Brief
Lay out as a numbered list everything from the line containing "Where is each instance of the woman's back" down to the line containing "point(1032, 528)", omitting blank lines.

[Start of Entries provided]

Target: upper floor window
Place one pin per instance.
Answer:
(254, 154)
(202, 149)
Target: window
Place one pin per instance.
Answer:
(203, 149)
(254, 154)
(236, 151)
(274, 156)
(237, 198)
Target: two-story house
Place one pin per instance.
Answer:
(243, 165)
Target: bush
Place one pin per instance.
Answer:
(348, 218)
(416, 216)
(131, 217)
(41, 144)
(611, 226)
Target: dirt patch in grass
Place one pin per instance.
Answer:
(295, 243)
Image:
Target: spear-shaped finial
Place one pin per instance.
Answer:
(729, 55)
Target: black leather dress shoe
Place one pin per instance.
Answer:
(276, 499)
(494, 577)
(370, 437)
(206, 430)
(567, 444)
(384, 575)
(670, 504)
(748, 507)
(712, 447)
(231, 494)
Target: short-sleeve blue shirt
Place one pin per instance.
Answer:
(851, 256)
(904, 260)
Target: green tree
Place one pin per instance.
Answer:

[End of Entries provided]
[Start of Entries provided]

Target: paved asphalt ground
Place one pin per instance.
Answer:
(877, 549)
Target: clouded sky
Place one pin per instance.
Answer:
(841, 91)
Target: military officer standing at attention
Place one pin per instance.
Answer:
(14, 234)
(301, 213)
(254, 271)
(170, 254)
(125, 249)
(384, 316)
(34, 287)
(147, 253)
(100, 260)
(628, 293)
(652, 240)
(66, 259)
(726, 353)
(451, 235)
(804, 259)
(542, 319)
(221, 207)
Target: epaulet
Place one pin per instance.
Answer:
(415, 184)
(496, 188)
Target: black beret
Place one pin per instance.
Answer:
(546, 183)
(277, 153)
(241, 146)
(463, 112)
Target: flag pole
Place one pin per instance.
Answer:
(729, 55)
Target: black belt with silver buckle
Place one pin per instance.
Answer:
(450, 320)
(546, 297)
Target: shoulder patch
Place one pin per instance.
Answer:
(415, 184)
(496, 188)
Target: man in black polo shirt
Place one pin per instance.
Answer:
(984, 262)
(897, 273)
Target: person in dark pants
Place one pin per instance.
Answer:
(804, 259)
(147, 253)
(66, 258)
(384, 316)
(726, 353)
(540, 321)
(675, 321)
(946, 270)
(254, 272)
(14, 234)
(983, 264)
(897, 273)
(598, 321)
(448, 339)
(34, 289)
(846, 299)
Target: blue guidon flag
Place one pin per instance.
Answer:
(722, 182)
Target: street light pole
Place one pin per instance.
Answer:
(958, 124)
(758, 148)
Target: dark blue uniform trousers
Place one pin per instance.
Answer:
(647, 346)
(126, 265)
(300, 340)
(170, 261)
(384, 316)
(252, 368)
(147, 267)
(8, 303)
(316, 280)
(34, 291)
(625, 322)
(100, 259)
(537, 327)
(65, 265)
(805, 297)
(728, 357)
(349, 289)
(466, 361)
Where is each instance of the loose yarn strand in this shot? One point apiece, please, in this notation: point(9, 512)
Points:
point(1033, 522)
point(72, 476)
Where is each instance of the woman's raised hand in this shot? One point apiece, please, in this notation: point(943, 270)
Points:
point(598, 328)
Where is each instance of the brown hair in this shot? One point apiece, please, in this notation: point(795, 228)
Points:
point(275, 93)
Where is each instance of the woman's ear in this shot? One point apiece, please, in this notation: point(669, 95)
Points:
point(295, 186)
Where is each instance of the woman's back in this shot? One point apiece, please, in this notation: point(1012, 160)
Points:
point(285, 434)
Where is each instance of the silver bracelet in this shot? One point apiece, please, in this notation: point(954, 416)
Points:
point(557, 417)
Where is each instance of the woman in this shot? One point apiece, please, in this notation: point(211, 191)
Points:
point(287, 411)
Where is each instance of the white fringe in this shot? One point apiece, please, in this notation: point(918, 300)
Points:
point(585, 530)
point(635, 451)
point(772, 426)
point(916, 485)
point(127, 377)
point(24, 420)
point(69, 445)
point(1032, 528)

[End of Entries provided]

Problem solution
1. Where is each instance of the woman's back in this shot? One point apiece, please, in this notation: point(1012, 160)
2. Points:
3. point(285, 434)
4. Where is each instance of the silver bracelet in this shot? One point apiece, please, in this notation: point(954, 416)
5. Points:
6. point(557, 417)
7. Where is each instance of the woman in this shot? One point apiece, please, in this notation: point(211, 191)
8. Points:
9. point(287, 411)
10. Where is each instance of the white fringe in this shot? One point apiece, please, in this notation: point(918, 300)
11. Points:
12. point(585, 530)
13. point(635, 451)
14. point(772, 426)
15. point(916, 485)
16. point(127, 377)
17. point(24, 420)
18. point(69, 445)
19. point(1032, 528)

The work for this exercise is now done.